DO THIS. Copy the records below line for line, leaving out the pictures.

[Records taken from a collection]
--------------------------------

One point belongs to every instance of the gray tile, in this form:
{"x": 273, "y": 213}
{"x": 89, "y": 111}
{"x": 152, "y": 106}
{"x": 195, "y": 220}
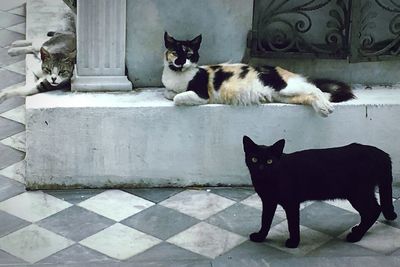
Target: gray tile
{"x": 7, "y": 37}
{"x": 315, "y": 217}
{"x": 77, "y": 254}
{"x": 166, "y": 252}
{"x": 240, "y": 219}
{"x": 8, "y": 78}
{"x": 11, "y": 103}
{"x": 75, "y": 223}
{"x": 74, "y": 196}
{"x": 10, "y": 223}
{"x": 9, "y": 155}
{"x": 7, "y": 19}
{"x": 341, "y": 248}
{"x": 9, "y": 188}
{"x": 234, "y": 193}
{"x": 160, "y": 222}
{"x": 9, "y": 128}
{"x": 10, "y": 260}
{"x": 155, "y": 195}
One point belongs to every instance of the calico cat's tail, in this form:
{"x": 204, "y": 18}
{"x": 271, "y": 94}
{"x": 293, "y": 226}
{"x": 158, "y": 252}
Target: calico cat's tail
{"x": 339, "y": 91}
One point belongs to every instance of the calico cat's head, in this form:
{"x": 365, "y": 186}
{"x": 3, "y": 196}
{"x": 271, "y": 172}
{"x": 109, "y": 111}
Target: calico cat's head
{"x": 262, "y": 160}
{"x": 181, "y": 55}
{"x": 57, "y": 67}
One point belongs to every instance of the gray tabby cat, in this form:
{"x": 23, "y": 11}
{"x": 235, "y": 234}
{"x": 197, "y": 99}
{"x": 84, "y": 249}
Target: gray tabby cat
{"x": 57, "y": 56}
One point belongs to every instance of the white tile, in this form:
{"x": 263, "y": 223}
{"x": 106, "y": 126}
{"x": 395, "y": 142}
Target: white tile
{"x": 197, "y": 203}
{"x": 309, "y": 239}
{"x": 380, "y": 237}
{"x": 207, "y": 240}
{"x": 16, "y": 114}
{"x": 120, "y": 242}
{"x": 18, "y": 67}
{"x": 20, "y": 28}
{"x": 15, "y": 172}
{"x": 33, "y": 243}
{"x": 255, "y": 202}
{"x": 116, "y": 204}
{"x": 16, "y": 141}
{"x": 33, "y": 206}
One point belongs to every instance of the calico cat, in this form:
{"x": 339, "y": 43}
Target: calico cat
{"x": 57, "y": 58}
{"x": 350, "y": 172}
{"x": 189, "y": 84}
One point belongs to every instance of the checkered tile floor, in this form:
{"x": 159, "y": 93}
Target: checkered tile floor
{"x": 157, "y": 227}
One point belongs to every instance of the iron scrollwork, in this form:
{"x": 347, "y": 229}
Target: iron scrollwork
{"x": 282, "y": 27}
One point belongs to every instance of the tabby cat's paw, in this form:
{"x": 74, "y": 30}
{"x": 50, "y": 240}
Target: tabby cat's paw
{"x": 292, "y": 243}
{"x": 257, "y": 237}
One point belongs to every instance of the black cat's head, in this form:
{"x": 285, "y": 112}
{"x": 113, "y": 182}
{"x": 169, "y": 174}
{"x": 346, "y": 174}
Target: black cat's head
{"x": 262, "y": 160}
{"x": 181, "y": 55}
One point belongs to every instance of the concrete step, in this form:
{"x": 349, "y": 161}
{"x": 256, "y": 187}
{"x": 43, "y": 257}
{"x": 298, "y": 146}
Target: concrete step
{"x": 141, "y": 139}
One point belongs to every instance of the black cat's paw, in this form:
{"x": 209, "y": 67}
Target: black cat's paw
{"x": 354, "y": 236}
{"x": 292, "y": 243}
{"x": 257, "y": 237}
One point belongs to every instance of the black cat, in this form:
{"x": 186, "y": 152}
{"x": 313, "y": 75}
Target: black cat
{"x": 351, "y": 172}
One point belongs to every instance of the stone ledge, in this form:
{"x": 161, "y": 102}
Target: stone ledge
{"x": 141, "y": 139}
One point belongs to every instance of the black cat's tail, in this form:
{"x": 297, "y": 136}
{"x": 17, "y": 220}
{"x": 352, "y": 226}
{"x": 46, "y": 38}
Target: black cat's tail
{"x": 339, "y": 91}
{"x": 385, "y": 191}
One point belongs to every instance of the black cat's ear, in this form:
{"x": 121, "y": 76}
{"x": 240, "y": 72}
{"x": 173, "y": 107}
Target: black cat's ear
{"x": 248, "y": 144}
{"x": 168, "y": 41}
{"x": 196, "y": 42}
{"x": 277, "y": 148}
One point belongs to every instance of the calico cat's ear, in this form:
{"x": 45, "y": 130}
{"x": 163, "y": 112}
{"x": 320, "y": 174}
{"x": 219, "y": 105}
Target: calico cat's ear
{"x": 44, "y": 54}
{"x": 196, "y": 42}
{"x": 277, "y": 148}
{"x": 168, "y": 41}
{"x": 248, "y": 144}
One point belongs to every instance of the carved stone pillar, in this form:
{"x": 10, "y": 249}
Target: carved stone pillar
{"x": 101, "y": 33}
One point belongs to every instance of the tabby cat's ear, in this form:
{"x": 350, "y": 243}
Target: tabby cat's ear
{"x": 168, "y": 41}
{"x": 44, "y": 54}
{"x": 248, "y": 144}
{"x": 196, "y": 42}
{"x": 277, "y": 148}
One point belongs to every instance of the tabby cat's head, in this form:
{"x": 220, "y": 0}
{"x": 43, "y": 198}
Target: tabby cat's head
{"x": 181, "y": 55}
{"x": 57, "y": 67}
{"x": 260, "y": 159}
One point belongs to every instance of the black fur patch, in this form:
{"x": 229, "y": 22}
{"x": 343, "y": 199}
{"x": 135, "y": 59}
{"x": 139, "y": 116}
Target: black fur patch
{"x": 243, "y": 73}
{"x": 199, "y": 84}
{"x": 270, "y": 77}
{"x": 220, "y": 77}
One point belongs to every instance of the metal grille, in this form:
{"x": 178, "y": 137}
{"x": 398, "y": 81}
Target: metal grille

--------------------------------

FULL SOLUTION.
One point belongs to every instance of the gray tile, in this form:
{"x": 273, "y": 213}
{"x": 89, "y": 111}
{"x": 152, "y": 106}
{"x": 195, "y": 220}
Target: gray tile
{"x": 7, "y": 37}
{"x": 315, "y": 217}
{"x": 77, "y": 254}
{"x": 166, "y": 252}
{"x": 240, "y": 219}
{"x": 8, "y": 78}
{"x": 11, "y": 103}
{"x": 75, "y": 223}
{"x": 74, "y": 196}
{"x": 10, "y": 223}
{"x": 9, "y": 155}
{"x": 7, "y": 19}
{"x": 341, "y": 248}
{"x": 9, "y": 188}
{"x": 234, "y": 193}
{"x": 160, "y": 222}
{"x": 9, "y": 128}
{"x": 10, "y": 260}
{"x": 155, "y": 195}
One point belongs to every instance of the calico cat's tail, in this form:
{"x": 204, "y": 18}
{"x": 271, "y": 94}
{"x": 293, "y": 226}
{"x": 158, "y": 252}
Target: calico cat's tail
{"x": 339, "y": 91}
One point belongs to every instance of the calico cat's head, in this form:
{"x": 365, "y": 186}
{"x": 3, "y": 196}
{"x": 271, "y": 172}
{"x": 109, "y": 111}
Target: calico cat's head
{"x": 262, "y": 160}
{"x": 181, "y": 55}
{"x": 57, "y": 67}
One point belongs to every instance of the gray tabby cat, in this form:
{"x": 23, "y": 11}
{"x": 235, "y": 234}
{"x": 197, "y": 99}
{"x": 84, "y": 249}
Target: gray tabby cat
{"x": 57, "y": 56}
One point belongs to every instance of the white tile, in this form:
{"x": 263, "y": 223}
{"x": 106, "y": 126}
{"x": 395, "y": 142}
Target: white tile
{"x": 197, "y": 203}
{"x": 309, "y": 239}
{"x": 380, "y": 237}
{"x": 207, "y": 240}
{"x": 16, "y": 114}
{"x": 120, "y": 242}
{"x": 18, "y": 67}
{"x": 20, "y": 28}
{"x": 15, "y": 172}
{"x": 33, "y": 243}
{"x": 255, "y": 202}
{"x": 116, "y": 204}
{"x": 16, "y": 141}
{"x": 33, "y": 206}
One point belongs to every instance of the calico cat, in this form:
{"x": 339, "y": 43}
Target: calico cat
{"x": 57, "y": 58}
{"x": 350, "y": 172}
{"x": 189, "y": 84}
One point belongs to every instance of the checkered tile floor, in this form:
{"x": 159, "y": 93}
Target: checkered tile floor
{"x": 157, "y": 227}
One point belongs to every instance of the iron scrollwork, in this form:
{"x": 347, "y": 229}
Target: iron scrollwork
{"x": 282, "y": 27}
One point belongs to every instance of the tabby cat's paw, in this form:
{"x": 74, "y": 30}
{"x": 50, "y": 240}
Target: tabby cat's paw
{"x": 292, "y": 243}
{"x": 257, "y": 237}
One point belongs to every instance of the black cat's head, in this form:
{"x": 285, "y": 112}
{"x": 113, "y": 182}
{"x": 169, "y": 174}
{"x": 346, "y": 174}
Target: black cat's head
{"x": 262, "y": 160}
{"x": 181, "y": 55}
One point belongs to every instance of the concrete step, in this form:
{"x": 349, "y": 161}
{"x": 256, "y": 187}
{"x": 43, "y": 257}
{"x": 298, "y": 146}
Target: concrete step
{"x": 141, "y": 139}
One point belongs to every instance of the black cat's paw, in this form:
{"x": 209, "y": 67}
Target: black cat's paw
{"x": 354, "y": 236}
{"x": 292, "y": 243}
{"x": 257, "y": 237}
One point belongs to every instance of the black cat, in this form:
{"x": 186, "y": 152}
{"x": 313, "y": 75}
Target: black cat
{"x": 351, "y": 172}
One point belongs to every instance of the stone ledge, in this form:
{"x": 161, "y": 102}
Target: stone ledge
{"x": 141, "y": 139}
One point belongs to every instance of the black cat's tail, in this form:
{"x": 297, "y": 136}
{"x": 17, "y": 220}
{"x": 352, "y": 226}
{"x": 46, "y": 38}
Target: black cat's tail
{"x": 339, "y": 91}
{"x": 385, "y": 191}
One point belongs to every instance of the black cat's ear, in this form:
{"x": 121, "y": 76}
{"x": 240, "y": 72}
{"x": 173, "y": 107}
Target: black cat's ear
{"x": 248, "y": 144}
{"x": 168, "y": 41}
{"x": 196, "y": 42}
{"x": 277, "y": 148}
One point belongs to every instance of the calico cat's ear, in this form:
{"x": 45, "y": 130}
{"x": 163, "y": 112}
{"x": 320, "y": 174}
{"x": 219, "y": 105}
Target: calico cat's ear
{"x": 44, "y": 54}
{"x": 196, "y": 42}
{"x": 277, "y": 148}
{"x": 168, "y": 41}
{"x": 248, "y": 144}
One point belongs to every instance of the carved stone pillar, in this form:
{"x": 10, "y": 249}
Target: carved stone pillar
{"x": 101, "y": 33}
One point belongs to every instance of the tabby cat's ear, in this form:
{"x": 350, "y": 243}
Target: tabby cat's ear
{"x": 168, "y": 41}
{"x": 44, "y": 54}
{"x": 248, "y": 144}
{"x": 196, "y": 42}
{"x": 277, "y": 148}
One point belongs to every instance of the tabby cat's head, in this form:
{"x": 220, "y": 0}
{"x": 43, "y": 198}
Target: tabby cat's head
{"x": 181, "y": 55}
{"x": 57, "y": 67}
{"x": 260, "y": 159}
One point belongs to every instance of the black fur patch, in this form:
{"x": 229, "y": 22}
{"x": 343, "y": 199}
{"x": 135, "y": 59}
{"x": 139, "y": 116}
Target: black fur patch
{"x": 243, "y": 73}
{"x": 199, "y": 84}
{"x": 270, "y": 77}
{"x": 220, "y": 77}
One point belongs to every instance of the metal grille, in this form:
{"x": 178, "y": 137}
{"x": 398, "y": 81}
Target: metal grille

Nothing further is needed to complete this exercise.